=== TASK LIST ===
**a)** In the forum thread on infinite-dimensional models, the paragraph beginning "Here's where I see all this going" says people usually choose "infinite dimensional" models for what purpose?
**b)** Rewrite as a short bulleted list the paragraph of the forum thread on infinite-dimensional models that begins "I see elsewhere you mention," keeping its main facts.

I don’t think we disagree on the way the models are used, I think we simply disagree on the implications for the existence of the infinite object. If you will kindly calculate the 10^10^10^10^10^10^10^10^10^10 th digit in the decimal expansion of pi I will admit its existence in the world.

Boring.

Here’s where I see all this going. Every scientific model provides some rule for generating predictions. Imagine it as a lambda calculus expression. The rule can be applied to any number of scenarios. When the rule is probabilistic, you can imagine it augmented with an arbitrarily long sequence of random binary digits from which it generates random numbers. In this sense, every model is capable of doing an arbitrary number of calculations, if you apply it to an arbitrarily large number of questions. But in actual fact, it will only ever be used to do some finite number of calculations. In most cases when people choose to use “infinite dimensional” models, its to *reduce* the kolmogorov complexity of the model. The structure imposed by the infinite dimensional model makes fewer outcomes possible and the lambda expression shorter.

The finiteness of the number of questions asked of the model is very relevant to the goodness of the model. A model capable of extrapolating to before the big bang which is never asked to do so is not worse because it would give nonsense in that scenario. If your Gaussian process was chosen for the purpose of modeling a particular 365 day dataset, and is never asked to generate any more than 365 dim vectors, its hard to see in what way its anything other than a 365 dimensional model specified in a kolmogorov complexity lower than the dummy variable approach.

I see elsewhere you mention you have limited background on Kolmogorov Complexity. So, in this sense, just think of the complexity as the length of the smallest lambda expression that computes the same model. The point of something like a GP is that by specifying the covariance function, using just a few symbols, something like c(a,b) = s*exp(-((a-b)/l)^2)+n you have encoded all of the information needed to do the computation. Whereas for something like the dummy variables approach with say independent priors on each coefficient, you need to specify a prior over each dummy coefficient, in terms of 365 n digit numbers for locations and 365 n digit numbers for scales, and maybe some number of parameters for shape parameters at each point.

The infinite dimensional thing is just a mental device for getting you a compact lambda expression for your finite dimensional model. It provides a structure to generate compact models with N, the number of data points, a free parameter, which nevertheless in every actual usage gets bound to some actual finite value.

Sure. But that’s a different model. Sometimes wildly different. People use infinite dimesionla models usually because they’re easier than other things. You can build principled approximations to them, but it’s hard to work out how that approximation propagates and only really exists for fairly easy models.

But I’m still not sure why you’re making this point. If the dimension of your model is as large or larger than your data, which is a common situation, it might as well be infinite. And to pull it back to the topic, in these cases you need to be careful with your modelling or else you will overfit. (Whatever that means)

> But I’m still not sure why you’re making this point. If the dimension of your model is as large or larger than your data, which is a common situation, it might as well be infinite.

Agreed. Infinite dimensional I’ll-posedneas is a good indication of finite but large dimensional I’ll-conditioning.

Stupid phone autocorrect…ill-posed…etc

> “Infinite dimensional” models obviously don’t really exist.

I disagree. Prove me wrong.

This is shorthand for “if the state of the universe is even representable as some mathematical object, this object has some enormous but finite number of dimensions”. I think this is axiomatic for me as there’s no real way to verify this.

=== RAW DATA ===
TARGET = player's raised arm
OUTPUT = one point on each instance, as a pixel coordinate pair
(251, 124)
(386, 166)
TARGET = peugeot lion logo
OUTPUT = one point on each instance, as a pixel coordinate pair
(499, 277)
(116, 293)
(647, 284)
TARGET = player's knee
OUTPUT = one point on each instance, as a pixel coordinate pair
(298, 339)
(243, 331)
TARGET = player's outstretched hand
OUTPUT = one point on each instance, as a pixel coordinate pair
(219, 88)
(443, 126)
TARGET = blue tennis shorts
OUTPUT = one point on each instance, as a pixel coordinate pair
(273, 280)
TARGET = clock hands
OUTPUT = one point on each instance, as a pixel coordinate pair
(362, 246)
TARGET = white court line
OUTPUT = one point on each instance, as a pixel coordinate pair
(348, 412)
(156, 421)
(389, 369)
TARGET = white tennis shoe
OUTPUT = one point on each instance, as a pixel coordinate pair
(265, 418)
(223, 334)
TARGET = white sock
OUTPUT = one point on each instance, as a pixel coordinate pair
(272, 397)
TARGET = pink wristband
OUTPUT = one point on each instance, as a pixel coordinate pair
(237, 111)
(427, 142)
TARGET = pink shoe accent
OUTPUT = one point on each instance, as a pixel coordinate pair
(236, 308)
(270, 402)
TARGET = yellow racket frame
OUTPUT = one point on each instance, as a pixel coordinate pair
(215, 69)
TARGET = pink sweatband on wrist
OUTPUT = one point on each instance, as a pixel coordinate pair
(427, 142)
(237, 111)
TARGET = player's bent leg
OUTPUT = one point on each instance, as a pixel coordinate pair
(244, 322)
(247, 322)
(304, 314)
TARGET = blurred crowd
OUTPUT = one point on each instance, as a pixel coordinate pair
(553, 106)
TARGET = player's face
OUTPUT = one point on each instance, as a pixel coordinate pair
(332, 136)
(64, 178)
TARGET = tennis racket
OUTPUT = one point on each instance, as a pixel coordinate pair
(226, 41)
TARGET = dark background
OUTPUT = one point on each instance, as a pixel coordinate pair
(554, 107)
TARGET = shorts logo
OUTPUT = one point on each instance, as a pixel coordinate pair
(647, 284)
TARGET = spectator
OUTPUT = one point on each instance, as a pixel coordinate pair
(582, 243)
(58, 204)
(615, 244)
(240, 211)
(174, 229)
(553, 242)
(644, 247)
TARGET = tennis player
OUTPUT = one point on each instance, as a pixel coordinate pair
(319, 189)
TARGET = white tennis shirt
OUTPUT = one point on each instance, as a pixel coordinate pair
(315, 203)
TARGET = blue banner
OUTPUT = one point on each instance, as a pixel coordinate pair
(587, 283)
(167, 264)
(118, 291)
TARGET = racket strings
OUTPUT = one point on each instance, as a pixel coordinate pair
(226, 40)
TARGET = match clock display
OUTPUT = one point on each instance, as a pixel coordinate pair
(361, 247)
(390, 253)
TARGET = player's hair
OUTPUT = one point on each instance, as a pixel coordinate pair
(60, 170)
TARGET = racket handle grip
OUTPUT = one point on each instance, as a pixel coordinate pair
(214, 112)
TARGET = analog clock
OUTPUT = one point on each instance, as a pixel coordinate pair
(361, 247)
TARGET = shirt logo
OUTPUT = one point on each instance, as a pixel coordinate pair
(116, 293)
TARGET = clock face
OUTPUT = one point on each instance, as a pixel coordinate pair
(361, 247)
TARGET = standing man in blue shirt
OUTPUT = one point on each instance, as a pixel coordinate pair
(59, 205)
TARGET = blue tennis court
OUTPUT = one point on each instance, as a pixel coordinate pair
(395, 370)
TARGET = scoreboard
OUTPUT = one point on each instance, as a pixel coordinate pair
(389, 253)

=== THE ANSWERS ===
**a)** To reduce the Kolmogorov complexity of the model.

**b)**
- Kolmogorov complexity can be thought of as the length of the smallest lambda expression that computes the same model.
- In a GP, a covariance function written in a few symbols, such as c(a,b) = s*exp(-((a-b)/l)^2)+n, encodes all the information needed for the computation.
- The dummy-variables approach with independent priors on each coefficient needs a prior for every dummy coefficient. That means 365 n-digit numbers for locations, 365 n-digit numbers for scales, and possibly shape parameters at each point.